Material for this exercise:
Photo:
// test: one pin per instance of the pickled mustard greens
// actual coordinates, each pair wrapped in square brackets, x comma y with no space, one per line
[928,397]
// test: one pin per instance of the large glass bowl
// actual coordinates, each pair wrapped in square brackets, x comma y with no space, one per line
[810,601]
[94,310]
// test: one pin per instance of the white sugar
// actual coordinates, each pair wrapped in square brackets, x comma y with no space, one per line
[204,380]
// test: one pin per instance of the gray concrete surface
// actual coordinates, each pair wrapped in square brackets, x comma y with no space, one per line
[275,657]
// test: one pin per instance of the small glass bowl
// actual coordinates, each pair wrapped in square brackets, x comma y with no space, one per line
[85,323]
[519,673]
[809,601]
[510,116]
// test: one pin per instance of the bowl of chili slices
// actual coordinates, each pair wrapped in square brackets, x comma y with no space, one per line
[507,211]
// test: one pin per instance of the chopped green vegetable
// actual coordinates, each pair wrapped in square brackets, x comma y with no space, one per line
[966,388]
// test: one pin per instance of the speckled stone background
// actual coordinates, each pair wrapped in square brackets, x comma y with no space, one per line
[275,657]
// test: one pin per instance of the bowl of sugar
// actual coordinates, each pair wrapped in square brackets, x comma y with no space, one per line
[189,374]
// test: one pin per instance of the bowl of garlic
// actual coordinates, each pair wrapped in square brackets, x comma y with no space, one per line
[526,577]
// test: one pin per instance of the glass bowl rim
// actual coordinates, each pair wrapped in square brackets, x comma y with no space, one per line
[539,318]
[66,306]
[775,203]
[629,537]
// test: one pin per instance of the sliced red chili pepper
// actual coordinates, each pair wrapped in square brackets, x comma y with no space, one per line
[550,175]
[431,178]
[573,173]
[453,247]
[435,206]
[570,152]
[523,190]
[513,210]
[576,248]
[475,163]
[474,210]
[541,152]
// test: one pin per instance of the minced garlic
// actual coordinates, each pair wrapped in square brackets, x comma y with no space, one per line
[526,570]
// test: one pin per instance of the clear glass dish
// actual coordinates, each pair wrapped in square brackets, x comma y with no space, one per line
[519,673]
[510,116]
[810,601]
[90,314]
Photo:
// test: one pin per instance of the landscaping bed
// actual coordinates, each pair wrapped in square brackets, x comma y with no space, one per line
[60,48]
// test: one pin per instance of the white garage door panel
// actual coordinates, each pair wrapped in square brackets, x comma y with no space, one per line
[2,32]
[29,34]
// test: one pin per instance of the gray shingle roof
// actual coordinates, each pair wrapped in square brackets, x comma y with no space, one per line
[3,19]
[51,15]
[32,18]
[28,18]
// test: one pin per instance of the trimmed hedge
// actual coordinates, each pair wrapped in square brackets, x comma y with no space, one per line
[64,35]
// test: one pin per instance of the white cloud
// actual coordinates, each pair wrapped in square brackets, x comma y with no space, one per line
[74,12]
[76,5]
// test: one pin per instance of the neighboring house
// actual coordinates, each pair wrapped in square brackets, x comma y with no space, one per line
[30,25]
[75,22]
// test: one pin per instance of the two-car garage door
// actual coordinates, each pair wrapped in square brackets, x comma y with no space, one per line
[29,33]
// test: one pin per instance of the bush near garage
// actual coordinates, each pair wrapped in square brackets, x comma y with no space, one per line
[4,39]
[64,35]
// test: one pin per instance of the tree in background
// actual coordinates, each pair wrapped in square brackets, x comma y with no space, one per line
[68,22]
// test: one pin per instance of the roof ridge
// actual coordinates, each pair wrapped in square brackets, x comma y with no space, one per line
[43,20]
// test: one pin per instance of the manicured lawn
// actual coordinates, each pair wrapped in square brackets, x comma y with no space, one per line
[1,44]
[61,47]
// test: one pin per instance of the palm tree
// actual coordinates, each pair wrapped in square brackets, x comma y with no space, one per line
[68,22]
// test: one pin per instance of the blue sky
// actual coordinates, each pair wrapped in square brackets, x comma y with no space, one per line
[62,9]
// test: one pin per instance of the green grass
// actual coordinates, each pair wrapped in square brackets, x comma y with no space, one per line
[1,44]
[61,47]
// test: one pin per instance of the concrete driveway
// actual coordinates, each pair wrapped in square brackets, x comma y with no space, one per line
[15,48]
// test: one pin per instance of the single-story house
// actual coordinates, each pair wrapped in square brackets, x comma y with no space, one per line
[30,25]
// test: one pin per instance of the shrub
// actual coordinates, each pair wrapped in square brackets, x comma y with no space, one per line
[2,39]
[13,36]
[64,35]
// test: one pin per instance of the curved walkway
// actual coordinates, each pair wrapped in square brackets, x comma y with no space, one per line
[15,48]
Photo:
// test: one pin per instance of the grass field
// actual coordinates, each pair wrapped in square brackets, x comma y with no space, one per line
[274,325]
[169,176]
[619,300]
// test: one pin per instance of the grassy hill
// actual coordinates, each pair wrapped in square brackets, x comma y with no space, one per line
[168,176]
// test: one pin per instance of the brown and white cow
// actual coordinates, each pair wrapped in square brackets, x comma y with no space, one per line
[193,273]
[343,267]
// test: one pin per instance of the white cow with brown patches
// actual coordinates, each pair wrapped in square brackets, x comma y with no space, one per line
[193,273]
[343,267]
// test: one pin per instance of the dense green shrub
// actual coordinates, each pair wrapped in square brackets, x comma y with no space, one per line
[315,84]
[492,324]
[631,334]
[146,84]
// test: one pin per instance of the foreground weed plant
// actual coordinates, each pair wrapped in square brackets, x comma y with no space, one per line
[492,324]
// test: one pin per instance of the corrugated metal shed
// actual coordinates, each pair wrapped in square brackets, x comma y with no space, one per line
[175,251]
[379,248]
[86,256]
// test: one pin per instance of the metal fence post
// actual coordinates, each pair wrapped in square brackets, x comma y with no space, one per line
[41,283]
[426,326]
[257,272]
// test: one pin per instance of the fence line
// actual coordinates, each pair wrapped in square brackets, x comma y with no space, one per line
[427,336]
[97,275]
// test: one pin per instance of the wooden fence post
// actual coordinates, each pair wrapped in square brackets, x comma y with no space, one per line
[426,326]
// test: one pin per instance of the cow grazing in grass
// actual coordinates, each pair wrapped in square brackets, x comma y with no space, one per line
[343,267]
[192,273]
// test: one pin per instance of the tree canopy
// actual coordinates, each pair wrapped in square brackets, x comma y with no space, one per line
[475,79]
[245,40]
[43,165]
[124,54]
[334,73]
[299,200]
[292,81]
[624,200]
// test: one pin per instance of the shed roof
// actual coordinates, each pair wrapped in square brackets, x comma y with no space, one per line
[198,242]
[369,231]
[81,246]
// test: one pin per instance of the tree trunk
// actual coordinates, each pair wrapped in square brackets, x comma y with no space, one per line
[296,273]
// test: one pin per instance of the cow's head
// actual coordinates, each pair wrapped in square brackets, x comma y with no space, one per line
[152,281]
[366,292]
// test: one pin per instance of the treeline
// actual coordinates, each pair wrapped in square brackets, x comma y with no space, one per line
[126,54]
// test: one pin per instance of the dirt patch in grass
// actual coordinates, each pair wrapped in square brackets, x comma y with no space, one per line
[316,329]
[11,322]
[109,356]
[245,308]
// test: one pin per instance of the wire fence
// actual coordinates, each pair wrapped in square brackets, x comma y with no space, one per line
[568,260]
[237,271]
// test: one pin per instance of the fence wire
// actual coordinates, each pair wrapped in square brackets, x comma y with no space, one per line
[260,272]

Objective: Rescale every coordinate in the answers by multiplying it by 2.25 and rounding to a whole number, with halves rounded up. Write the lines out again with their requests left unchanged, beginning at the line that has "grazing in grass" and stopping after the last line of the items.

Output below:
// test: one pin per instance of the cow grazing in grass
// actual coordinates, each pair wrapped in square brackets, x comma y with no space, one per line
[772,601]
[432,614]
// test: one pin per instance of the tree canopy
// actual coordinates, each pair wrapped in square brackets, x comma y with no space, one per line
[1069,178]
[551,90]
[97,371]
[279,122]
[752,164]
[673,450]
[657,182]
[1404,450]
// test: one pin per instance of the shed roof
// actual coordinates, each pair wrapped in square brackets, x comma y with no space, one per line
[446,545]
[830,520]
[182,554]
// test: one pin per instance of the tree trunk
// actual coordinates, each pair wrapped in square brackets, x comma y with no space, one per line
[666,614]
// test: one pin per instance of the cow's head
// actual coordinates, each pair wrapped in square brackets, x comma y with no space, one per line
[342,632]
[824,657]
// test: one pin per instance of the treeline
// actual coordinates, each pair wrapped in square brackets, x comma y with no space, one per line
[284,122]
// test: one pin per instance of the dirt patch in grass
// actual coordinates, each pair wrapped in square brackets, x comma y with no space, one per line
[711,740]
[25,725]
[245,801]
[551,693]
// test: one pin per instance of the wire fence
// actual coordinates, each pair wrapped in square brackets, x comma y with no space, one per line
[1278,585]
[533,610]
// test: one pin per instance of the fence wire
// actual coordinates, each pair wrapped in square brackets, x comma y with no space, one per line
[585,612]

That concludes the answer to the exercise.